Lesetext:
---------------
Als Privateer Edward Kenway dem Assassinen Duncan Walpole die Kleidung vom toten Körper riss, hielt er das noch für eine clevere Idee, schnell an Geld zu kommen, indem er sich als eben dieser Assassine ausgab. Schon bald musste er feststellen, dass es harte Arbeit war und dann noch wirklich bei dem exklusiven Club der Meuchelmörder mitmachen zu wollen – eigentlich ist das vom Piratendasein so weit entfernt wie Ezio Auditore Da Firenze von der Monogamie. Aber tief im Inneren ist Edward wohl doch ein guter Kerl. Und so kapert er sich ein Schiffchen, das er liebevoll “Jackdaw” (Dohle) nennt, besorgt sich eine Crew, um die er sich rührend kümmert, um fortan Shanty-singend gen Sonnenuntergang zu segeln. Nur wenn man die falsche Flagge gehisst hat, sollte man Captain Kenway aus dem Weg gehen, denn dann schreckt er vor nichts zurück, bis das feindliche Schiff geentert oder versenkt und der Laderaum geplündert ist. Und dass zur Abschreckung mindestens ein Teil der Crew gemeuchelt werden muss, gehört zum guten Ton, wenn man als Pirat gefürchtet werden möchte.
»Assassin’s Creed IV: Black Flag« ist der mittlerweile sechste Teil der Hauptserie, mit exklusiven Handheld- und Mobile-Games sind es viel mehr und da den Durchblick nicht zu verlieren, ist nicht ganz leicht. Die in der Gegenwart/Zukunft spielende Rahmenhandlung scheint immer mehr an Bedeutung zu verlieren; die Geschichte Desmonds wurde in Teil 3 beendet und für mich, der Teil 3 nur kurz angespielt hat, fängt Black Flag recht absurd an. Der Templer-Verein Abstergo ist nun ein Entertainmentkonzern mit Sitz in Kanada, der gemeinsam mit Ubisoft (beide Namen erscheinen im Vorspann des Spiels) Unterhaltungsmedien aus den genetischen Erinnerungen von Desmond herstellt. Dieses Jahr sind Piraten der Renner, also wird man in den Animus geschickt, um die Piratenstory Edward Kenways aufzuzeichen. Ohhhhhkay… Moving on. Gegen Ende stellt sich heraus, dass auch hier mehr dahinter steckt, allerdings bleibt das sehr offen und wird vermutlich in DLCs oder späteren Teilen näher erläutert werden.
---------------
Datensätze:
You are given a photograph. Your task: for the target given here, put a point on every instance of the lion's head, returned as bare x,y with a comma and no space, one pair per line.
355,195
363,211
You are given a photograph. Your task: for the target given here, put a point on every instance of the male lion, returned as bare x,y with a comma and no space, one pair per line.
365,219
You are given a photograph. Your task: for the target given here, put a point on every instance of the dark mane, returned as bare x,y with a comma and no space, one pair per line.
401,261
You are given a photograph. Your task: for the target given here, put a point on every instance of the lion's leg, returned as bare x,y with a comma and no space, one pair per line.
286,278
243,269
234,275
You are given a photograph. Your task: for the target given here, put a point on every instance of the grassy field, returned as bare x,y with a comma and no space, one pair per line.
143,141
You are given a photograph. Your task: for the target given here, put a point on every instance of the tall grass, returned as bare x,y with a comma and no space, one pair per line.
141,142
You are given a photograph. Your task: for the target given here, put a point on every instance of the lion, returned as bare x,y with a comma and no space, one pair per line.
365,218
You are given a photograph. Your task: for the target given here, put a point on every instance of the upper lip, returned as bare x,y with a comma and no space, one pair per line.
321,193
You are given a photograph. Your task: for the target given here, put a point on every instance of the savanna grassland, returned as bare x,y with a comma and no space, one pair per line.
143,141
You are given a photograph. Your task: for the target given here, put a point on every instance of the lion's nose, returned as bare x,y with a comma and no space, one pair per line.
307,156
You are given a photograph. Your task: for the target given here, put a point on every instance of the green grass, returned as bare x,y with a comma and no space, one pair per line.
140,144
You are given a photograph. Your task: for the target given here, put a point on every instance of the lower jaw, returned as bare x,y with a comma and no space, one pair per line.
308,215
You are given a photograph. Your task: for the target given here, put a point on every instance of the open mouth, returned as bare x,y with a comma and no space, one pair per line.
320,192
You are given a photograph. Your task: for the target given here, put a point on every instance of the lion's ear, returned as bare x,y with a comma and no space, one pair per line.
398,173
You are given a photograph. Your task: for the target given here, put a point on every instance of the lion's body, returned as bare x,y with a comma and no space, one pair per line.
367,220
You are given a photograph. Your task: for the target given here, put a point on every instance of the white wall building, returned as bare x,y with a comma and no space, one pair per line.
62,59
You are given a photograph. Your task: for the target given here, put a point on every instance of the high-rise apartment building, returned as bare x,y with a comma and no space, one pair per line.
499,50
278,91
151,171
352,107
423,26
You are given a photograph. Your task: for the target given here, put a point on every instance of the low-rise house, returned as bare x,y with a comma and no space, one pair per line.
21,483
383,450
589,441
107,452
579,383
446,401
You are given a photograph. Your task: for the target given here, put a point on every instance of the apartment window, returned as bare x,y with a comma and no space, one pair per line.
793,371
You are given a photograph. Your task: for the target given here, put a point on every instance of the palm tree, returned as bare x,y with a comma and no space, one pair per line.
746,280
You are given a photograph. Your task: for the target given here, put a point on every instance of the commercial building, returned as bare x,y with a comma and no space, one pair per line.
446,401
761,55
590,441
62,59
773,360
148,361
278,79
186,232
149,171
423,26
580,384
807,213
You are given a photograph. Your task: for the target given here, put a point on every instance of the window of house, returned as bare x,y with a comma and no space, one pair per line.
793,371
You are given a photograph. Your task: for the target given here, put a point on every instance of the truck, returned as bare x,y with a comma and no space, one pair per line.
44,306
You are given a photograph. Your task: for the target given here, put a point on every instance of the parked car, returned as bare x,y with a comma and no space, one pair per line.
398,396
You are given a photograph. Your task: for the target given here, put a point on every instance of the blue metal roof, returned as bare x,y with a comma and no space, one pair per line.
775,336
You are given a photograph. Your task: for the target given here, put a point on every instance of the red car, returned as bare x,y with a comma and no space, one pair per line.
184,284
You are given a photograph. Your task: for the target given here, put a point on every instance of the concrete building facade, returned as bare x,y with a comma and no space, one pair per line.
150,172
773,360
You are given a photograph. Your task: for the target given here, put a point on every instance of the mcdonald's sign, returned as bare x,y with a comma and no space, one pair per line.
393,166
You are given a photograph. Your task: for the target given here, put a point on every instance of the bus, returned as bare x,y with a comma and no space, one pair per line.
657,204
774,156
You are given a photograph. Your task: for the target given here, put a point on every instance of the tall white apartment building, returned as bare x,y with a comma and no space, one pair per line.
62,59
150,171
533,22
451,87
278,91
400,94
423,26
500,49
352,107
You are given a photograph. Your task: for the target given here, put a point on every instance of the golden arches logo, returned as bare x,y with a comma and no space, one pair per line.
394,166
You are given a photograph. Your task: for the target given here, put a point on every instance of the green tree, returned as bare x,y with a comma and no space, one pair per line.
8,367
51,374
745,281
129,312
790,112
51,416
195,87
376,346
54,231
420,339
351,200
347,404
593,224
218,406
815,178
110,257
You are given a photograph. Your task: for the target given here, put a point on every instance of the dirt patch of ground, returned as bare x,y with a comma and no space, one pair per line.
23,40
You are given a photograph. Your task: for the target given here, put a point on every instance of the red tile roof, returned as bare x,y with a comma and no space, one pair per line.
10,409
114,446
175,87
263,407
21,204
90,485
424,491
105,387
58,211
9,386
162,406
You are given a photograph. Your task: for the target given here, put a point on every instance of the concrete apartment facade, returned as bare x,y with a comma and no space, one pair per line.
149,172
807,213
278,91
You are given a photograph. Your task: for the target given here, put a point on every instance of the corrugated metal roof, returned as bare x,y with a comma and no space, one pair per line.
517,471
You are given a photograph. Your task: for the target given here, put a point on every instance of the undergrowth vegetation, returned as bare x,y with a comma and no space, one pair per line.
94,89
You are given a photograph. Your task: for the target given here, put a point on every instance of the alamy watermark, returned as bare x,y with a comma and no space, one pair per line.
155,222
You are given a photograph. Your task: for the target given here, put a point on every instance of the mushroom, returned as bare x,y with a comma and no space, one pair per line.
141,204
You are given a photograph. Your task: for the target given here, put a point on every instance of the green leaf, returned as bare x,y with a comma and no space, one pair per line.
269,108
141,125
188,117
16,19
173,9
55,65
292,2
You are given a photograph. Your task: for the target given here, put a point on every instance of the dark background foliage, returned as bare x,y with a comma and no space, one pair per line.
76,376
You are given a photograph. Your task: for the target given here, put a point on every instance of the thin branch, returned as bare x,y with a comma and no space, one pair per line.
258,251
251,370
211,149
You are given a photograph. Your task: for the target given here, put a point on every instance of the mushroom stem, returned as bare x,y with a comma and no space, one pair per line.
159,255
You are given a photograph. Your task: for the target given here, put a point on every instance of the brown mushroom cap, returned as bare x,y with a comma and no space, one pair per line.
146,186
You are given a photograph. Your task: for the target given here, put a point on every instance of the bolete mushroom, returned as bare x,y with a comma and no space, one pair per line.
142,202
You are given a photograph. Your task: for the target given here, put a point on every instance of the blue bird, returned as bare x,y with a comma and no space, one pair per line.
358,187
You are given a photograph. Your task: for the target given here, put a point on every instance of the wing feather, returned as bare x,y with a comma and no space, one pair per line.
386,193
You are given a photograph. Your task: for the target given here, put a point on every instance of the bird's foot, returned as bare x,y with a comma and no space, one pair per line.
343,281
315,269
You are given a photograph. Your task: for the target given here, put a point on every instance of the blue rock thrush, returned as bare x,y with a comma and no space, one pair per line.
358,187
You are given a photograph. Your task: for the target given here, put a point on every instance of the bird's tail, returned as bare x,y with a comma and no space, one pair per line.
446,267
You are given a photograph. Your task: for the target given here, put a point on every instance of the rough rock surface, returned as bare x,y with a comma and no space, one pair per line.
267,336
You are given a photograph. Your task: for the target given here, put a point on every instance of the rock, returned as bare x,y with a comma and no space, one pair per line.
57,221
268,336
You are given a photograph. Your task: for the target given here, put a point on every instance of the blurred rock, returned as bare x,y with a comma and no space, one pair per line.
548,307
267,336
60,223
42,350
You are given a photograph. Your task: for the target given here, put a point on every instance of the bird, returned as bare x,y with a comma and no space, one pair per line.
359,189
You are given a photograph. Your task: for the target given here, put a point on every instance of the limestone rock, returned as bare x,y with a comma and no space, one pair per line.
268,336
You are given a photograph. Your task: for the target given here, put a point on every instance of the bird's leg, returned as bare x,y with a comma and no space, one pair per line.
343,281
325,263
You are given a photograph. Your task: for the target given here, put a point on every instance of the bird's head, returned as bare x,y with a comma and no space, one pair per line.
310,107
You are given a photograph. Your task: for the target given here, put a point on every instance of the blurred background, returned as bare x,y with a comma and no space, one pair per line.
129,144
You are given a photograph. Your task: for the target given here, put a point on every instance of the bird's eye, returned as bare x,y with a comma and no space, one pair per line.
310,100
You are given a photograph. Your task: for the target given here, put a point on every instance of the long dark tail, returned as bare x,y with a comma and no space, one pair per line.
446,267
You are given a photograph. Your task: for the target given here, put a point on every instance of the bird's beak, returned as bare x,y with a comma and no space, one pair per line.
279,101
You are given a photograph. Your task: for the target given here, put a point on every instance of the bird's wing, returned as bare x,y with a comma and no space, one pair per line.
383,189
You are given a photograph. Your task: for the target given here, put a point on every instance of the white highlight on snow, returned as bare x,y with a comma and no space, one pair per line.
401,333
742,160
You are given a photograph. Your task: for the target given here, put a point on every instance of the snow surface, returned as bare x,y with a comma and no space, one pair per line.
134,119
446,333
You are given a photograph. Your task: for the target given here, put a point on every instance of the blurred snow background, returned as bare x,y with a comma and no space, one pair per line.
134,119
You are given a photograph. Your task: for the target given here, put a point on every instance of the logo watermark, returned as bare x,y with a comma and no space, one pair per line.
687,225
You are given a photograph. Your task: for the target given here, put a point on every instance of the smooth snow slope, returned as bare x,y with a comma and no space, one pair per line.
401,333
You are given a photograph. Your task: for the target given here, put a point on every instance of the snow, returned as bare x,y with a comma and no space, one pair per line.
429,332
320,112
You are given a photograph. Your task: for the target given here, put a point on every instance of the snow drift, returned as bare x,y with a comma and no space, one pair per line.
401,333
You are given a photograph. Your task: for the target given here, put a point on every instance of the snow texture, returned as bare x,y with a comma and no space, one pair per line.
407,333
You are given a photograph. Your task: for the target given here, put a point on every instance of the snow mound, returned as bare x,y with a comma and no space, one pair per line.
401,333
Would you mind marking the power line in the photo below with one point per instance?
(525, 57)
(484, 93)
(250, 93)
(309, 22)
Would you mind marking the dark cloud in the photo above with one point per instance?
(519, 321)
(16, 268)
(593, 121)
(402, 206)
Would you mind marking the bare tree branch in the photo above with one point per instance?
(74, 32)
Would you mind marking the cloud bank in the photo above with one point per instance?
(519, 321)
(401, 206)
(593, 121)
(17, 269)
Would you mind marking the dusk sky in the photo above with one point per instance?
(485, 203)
---------------
Aufgaben:
1. Beantworte anhand der Besprechung zu Black Flag diese Fragen:
(a) Welchen Namen gibt Edward Kenway seinem Schiff?
(b) Der wievielte Teil der Hauptserie ist »Assassin’s Creed IV: Black Flag«?
(c) In welchem Land hat Abstergo seinen Sitz?
2. Setze die Besprechung zu Black Flag nach ihrem letzten Satz fort.
Die Daten haben mit der Besprechung zu Black Flag nichts zu tun.

Lösungen:
1.
(a) „Jackdaw“ (Dohle)
(b) Der sechste Teil
(c) In Kanada

2.
Zurück zur Hauptgeschichte: Mister Kenway entschließt sich also, sein Gehalt aufzubessern und auf eigene Rechnung zu shippern, schnappt sich eine Brigg und befährt die Karibik. Leider herrschen hier einige Kriege: Spanier gegen Briten, Templer gegen Assassinen und er gerät mitten hinein. Vielleicht hätte er sich doch auch nicht als Assassine ausgeben sollen, der mit den Templern zusammenarbeitet. Schnell entscheidet er sich für eine Seite und arbeitet außerdem für seine eigenen Zwecke mit Blackbeard & Co zusammen, andererseits aber auch mit den Assassinen. Immer auf der Suche nach dem großen Schatz, mit dem er sich zur Ruhe setzen kann. Das sagenumwobene Observatory, eine Hinterlassenschaft der First Civilization. Ob es eine Waffe ist oder ein Schatz weiß niemand genau, aber Edward will es haben, was seine Crew ein wenig nervt – die will lieber Gold, Rum und Frauen, anstatt einer verrückten Fantasie nachzujagen. (Gemeutert wird aber nie, so oft sie auch ihren Unmut äußern. Hier hätte man auch mehr draus machen können.)
Über die Jahre ändern sich Edwards Motive allerdings – jagte er zuerst nur dem schnellen Geld nach, ist er mehr und mehr fasziniert von den Assassinen und wofür sie stehen. Allgemein, sich einer höheren Sache zu verschreiben, anstatt nur an sich selbst zu denken, was die Assassinen ihm oft vorwerfen. Richtig gelesen, der Protagonist in diesem Spiel ist überhaupt kein Assassine, aber vielleicht wird er es in späteren Teilen noch werden?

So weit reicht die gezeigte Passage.